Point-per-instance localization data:
********************

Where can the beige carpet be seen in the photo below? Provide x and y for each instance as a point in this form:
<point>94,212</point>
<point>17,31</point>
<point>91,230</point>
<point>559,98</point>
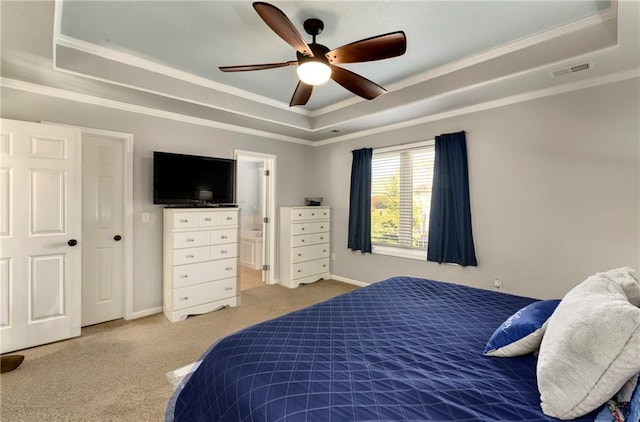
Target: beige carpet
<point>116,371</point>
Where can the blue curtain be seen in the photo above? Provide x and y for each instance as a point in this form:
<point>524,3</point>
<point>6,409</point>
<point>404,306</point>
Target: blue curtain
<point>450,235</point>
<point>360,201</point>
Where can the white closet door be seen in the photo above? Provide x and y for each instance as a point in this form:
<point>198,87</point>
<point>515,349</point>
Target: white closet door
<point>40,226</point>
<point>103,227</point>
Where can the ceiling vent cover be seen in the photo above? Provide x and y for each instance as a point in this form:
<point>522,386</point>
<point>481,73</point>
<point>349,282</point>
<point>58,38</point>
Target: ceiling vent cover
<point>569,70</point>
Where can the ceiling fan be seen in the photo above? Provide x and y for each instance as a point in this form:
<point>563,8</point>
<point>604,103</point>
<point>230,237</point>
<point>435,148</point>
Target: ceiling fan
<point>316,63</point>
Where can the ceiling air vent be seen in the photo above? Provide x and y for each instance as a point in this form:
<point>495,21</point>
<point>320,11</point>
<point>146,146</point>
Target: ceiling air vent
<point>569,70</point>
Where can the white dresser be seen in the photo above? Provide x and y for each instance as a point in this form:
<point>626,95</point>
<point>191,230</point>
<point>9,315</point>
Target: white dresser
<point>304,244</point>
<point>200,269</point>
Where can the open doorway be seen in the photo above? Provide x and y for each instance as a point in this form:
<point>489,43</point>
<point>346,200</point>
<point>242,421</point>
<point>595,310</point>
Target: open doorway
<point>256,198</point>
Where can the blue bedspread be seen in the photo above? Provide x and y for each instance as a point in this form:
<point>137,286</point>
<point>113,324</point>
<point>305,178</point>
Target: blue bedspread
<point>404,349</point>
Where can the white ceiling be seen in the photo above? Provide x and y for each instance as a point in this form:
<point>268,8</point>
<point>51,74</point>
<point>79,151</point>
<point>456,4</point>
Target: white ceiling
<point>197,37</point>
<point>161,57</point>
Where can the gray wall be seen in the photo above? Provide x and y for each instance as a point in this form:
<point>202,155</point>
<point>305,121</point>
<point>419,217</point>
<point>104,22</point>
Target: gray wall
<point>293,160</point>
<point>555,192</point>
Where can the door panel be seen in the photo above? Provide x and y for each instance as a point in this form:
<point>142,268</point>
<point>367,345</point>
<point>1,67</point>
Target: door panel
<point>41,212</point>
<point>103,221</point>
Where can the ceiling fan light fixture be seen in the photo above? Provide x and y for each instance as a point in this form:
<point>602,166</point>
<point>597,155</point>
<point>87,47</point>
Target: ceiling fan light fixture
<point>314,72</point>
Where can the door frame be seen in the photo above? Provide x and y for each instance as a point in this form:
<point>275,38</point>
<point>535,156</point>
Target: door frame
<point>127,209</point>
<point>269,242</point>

********************

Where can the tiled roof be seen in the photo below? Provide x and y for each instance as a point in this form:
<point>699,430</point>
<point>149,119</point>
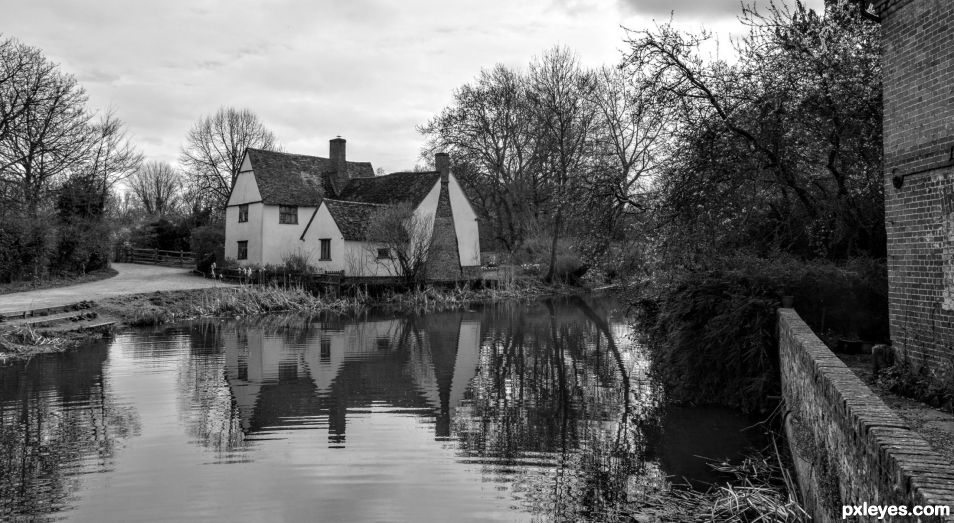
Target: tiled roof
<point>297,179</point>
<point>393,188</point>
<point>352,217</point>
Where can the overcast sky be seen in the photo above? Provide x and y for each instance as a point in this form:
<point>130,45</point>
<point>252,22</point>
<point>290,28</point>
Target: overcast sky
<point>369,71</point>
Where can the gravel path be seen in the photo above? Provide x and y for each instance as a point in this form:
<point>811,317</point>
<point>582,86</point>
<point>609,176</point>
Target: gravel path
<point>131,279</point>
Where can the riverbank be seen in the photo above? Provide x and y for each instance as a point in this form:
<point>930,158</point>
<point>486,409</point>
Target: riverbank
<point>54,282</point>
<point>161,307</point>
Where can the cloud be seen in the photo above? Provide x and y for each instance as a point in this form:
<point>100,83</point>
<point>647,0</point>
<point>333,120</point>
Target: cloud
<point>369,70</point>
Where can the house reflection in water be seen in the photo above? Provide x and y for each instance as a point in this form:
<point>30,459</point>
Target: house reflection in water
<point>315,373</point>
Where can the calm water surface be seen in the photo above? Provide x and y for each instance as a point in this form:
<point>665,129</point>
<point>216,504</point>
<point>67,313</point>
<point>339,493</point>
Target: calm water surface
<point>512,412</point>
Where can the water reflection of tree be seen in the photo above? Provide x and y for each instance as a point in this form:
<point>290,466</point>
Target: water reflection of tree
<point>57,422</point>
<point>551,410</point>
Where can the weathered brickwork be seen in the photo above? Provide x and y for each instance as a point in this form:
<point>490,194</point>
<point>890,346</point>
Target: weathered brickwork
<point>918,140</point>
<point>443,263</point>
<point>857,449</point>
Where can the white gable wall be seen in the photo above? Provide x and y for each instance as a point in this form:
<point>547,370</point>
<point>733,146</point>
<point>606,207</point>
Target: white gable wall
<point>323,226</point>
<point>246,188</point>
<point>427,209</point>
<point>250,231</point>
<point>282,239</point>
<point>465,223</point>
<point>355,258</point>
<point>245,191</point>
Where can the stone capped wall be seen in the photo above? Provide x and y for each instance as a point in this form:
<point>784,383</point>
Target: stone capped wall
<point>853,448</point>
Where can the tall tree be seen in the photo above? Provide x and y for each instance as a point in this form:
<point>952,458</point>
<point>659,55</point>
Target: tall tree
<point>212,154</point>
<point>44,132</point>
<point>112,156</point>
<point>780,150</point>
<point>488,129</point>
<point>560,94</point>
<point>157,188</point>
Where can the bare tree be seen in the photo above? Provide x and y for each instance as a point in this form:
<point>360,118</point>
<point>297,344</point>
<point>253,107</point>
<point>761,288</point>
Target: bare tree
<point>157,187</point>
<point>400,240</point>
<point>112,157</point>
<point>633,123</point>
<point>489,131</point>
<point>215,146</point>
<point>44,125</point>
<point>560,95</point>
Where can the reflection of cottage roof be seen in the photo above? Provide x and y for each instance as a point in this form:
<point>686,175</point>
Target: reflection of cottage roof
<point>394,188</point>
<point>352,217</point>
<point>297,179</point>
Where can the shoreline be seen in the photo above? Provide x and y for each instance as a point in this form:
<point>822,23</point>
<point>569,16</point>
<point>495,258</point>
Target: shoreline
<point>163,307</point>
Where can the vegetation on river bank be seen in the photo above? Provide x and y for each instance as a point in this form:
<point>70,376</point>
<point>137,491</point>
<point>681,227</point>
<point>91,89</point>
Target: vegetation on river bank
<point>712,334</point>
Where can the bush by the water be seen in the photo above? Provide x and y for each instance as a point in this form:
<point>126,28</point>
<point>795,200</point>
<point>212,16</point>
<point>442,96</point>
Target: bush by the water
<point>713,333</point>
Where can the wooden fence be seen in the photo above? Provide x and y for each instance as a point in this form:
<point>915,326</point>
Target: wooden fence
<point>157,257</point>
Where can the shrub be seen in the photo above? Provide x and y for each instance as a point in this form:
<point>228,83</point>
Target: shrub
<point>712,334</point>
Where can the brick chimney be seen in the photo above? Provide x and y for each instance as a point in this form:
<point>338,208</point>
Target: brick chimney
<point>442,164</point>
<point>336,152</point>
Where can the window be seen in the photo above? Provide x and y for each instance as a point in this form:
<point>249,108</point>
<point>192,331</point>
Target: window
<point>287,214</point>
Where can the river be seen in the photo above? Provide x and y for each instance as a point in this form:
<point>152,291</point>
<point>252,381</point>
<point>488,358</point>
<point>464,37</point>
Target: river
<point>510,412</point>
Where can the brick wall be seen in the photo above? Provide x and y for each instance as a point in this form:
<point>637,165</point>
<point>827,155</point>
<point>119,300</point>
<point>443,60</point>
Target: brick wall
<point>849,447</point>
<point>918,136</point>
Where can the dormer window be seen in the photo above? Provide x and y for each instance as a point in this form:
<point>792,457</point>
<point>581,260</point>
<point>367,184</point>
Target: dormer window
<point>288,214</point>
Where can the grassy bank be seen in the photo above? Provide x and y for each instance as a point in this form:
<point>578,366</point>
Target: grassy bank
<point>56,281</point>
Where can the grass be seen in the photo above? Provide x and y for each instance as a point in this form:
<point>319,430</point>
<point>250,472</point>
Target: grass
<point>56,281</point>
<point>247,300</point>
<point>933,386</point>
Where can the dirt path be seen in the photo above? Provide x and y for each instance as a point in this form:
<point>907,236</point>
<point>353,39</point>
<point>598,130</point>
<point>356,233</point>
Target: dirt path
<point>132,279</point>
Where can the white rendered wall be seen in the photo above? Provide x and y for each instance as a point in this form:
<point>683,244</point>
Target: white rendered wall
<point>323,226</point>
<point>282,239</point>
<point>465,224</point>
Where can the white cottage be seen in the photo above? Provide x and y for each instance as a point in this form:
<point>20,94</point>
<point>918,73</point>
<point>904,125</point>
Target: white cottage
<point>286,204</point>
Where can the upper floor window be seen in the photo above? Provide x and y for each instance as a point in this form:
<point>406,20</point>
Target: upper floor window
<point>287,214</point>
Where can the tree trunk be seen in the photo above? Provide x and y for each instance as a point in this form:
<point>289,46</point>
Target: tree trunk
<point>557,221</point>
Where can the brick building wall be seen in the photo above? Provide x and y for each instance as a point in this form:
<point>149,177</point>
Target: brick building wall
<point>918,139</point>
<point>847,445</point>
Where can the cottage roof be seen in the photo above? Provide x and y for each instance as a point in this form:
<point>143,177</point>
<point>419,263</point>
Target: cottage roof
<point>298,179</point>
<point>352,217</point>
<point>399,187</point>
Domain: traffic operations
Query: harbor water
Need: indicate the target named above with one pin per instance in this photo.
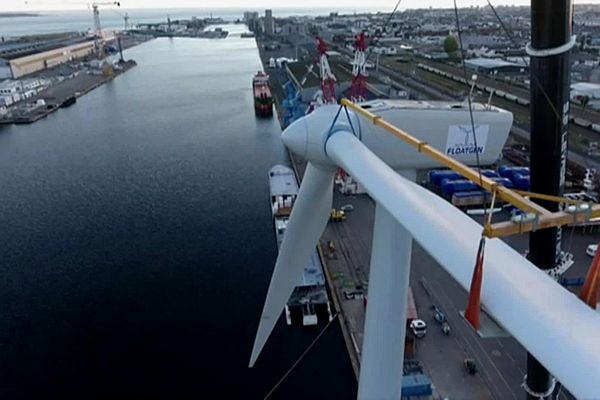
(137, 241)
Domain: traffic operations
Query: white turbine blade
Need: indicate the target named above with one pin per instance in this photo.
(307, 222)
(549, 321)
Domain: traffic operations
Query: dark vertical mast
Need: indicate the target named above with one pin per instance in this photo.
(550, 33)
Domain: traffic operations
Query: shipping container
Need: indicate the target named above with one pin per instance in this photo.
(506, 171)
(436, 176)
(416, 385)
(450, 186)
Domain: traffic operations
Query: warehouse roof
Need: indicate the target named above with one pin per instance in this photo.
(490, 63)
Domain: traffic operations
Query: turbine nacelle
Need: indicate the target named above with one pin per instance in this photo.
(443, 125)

********************

## PROBLEM
If a line of the data holds the string "turbine", list it.

## SOLVED EXERCISE
Query: white turbine blade
Query: turbine nacelle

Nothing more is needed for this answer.